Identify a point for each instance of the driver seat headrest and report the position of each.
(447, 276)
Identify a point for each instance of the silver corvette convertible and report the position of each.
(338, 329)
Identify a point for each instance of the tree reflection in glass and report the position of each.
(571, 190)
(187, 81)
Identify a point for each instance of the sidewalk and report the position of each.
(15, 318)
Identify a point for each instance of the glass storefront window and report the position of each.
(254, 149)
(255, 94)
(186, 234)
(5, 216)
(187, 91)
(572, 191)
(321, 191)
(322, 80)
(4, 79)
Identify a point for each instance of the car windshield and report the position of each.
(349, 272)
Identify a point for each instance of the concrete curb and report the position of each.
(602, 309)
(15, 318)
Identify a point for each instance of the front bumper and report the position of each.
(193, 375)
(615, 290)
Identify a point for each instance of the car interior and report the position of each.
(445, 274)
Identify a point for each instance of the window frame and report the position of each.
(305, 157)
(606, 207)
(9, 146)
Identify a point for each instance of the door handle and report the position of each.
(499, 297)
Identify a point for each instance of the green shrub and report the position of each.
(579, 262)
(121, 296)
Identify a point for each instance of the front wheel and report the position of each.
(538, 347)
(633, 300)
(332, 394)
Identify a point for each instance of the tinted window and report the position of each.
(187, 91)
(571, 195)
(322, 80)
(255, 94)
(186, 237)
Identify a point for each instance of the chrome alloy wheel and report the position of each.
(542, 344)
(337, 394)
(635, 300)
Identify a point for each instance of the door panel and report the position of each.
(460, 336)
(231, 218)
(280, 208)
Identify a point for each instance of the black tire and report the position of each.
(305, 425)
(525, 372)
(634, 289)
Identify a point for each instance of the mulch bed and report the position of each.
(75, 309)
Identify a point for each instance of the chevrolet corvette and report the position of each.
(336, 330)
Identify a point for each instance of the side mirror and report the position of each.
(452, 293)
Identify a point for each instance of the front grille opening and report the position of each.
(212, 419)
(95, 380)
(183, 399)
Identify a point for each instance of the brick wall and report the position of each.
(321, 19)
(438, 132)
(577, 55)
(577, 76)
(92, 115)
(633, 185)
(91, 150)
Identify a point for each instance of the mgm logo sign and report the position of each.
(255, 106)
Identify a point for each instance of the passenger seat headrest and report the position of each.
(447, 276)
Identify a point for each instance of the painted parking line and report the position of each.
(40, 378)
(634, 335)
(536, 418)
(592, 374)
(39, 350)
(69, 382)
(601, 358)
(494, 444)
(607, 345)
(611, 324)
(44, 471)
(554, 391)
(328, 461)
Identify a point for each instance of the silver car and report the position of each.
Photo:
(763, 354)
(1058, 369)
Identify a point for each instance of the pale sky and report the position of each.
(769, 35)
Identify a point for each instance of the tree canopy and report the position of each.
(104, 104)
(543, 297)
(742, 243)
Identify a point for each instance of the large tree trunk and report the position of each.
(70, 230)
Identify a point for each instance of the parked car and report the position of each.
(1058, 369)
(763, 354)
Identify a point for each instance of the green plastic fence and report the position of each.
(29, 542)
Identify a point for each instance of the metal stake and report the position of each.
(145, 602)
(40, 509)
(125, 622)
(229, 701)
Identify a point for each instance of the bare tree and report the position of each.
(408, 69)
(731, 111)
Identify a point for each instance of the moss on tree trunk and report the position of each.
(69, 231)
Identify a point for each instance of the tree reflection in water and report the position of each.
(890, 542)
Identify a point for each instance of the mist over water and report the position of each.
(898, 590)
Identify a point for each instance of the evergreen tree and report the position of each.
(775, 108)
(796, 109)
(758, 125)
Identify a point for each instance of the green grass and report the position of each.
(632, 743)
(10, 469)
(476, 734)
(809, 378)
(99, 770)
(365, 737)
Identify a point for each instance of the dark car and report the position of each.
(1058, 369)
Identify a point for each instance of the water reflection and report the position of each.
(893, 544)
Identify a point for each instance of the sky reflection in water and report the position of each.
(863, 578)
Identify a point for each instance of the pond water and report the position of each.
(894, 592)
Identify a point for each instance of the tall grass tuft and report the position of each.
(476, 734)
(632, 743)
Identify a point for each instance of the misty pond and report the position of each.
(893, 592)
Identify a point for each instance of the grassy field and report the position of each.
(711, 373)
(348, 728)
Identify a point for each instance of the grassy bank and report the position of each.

__________________________________________________

**Exercise goal**
Copy every record above out again, word for word.

**Answer to this problem**
Identify a point for each instance of the driver seat headrest and report the position of each.
(447, 276)
Identify a point for each instance of the silver corvette convertible and report the position of each.
(338, 329)
Identify a point for each instance of the tree reflection in glass and report the position of each.
(571, 190)
(187, 81)
Identify a point for each instance of the sidewalk and report the position of each.
(15, 318)
Identify a point for each instance of the glass storefront window and report the position of each.
(254, 149)
(255, 94)
(186, 234)
(5, 216)
(187, 91)
(572, 191)
(321, 191)
(322, 80)
(4, 79)
Identify a point for each instance of the car windshield and report the position of each.
(349, 272)
Identify a point for each instance of the concrete curb and report the position of each.
(602, 309)
(15, 318)
Identify a point for each instance of the front bumper and report the position of each.
(193, 375)
(615, 290)
Identify a point for each instance of the car interior and report the position of each.
(445, 274)
Identify a point for each instance of the window frame and report the position of each.
(305, 157)
(606, 207)
(9, 146)
Identify a point for each instance of the door handle and report the position of each.
(499, 297)
Identify a point for each instance of the green shrub and report the position of each.
(579, 262)
(121, 296)
Identify a point for each instance of the front wheel and report the position of each.
(538, 347)
(633, 300)
(332, 394)
Identify a point for each instance of the tinted window and report the position of each.
(187, 91)
(571, 195)
(322, 80)
(255, 94)
(186, 237)
Identify a point for each instance of the chrome alloy wheel and report the position of each.
(542, 344)
(337, 394)
(635, 300)
Identify a point for each instance of the door panel and report the position of each.
(460, 336)
(231, 218)
(280, 208)
Identify a point for each instance of the black tire and report the position of each.
(305, 425)
(525, 372)
(634, 289)
Identify a point for each instance of the mulch bed and report the position of each.
(75, 309)
Identify a point for each instance of the chevrolet corvette and report the position of each.
(336, 330)
Identify a point for each instance of the side mirror and report the position of each.
(452, 293)
Identify a point for each instance of the front grille opening and report the position of each.
(212, 419)
(95, 380)
(183, 399)
Identify a point for each instance of the brick wall and report the position of each.
(321, 19)
(438, 132)
(577, 55)
(577, 76)
(92, 115)
(633, 185)
(91, 150)
Identify a point for each instance of the mgm logo sign and report the position of each.
(255, 106)
Identify a point for each instance of the passenger seat headrest and report the position of each.
(447, 276)
Identify a point for each instance of the painted parking line and report the position of each.
(40, 378)
(634, 335)
(536, 418)
(592, 374)
(39, 350)
(69, 382)
(601, 358)
(494, 444)
(607, 345)
(611, 324)
(44, 471)
(554, 391)
(328, 461)
Identify a point for each instance of the silver car and report the position of each.
Photo:
(763, 354)
(1058, 369)
Identify a point for each instance of the pale sky and report the position of each.
(769, 35)
Identify a point for each instance of the tree canopy and report the position of each.
(104, 104)
(543, 297)
(742, 243)
Identify a point for each instance of the large tree trunk and report the position of each.
(70, 230)
Identify a point for each instance of the parked car and report the position of each.
(1058, 369)
(763, 354)
Identify a point for each instance of the green plastic fence and report the position of each.
(29, 542)
Identify a point for each instance of the metal stake and report the position of each.
(145, 602)
(40, 509)
(125, 622)
(229, 701)
Identify a point for each instance of the bare tree and report the position of each.
(408, 69)
(731, 111)
Identify a point for each instance of the moss on tree trunk and report the position of each.
(69, 231)
Identify a point for each instance of the tree reflection in water and report the position of each.
(890, 542)
Identify a point for each instance of the mist over water and report the position of each.
(898, 590)
Identify a point for each instance of the evergreen tree and report the position of each.
(775, 108)
(796, 109)
(758, 125)
Identify a point for each instance of the green grass and report the position of each.
(632, 743)
(10, 469)
(476, 734)
(809, 378)
(99, 770)
(365, 737)
Identify a point for each instance of the dark car and report the position of each.
(1058, 369)
Identify a point for each instance of the water reflection and report the position of each.
(893, 544)
Identify a point for each instance of the sky reflection in water and report the position of each.
(863, 578)
Identify a point for each instance of the pond water and report the position of each.
(894, 592)
Identify a point for each instance of the tall grass tuft and report the position of each.
(476, 734)
(632, 743)
Identify a point for each instance of the misty pond and report the position of each.
(893, 592)
Identify a point for each instance of the grassy field and report the position of each.
(711, 373)
(348, 728)
Identify a point for each instance of the grassy bank and report the position of each.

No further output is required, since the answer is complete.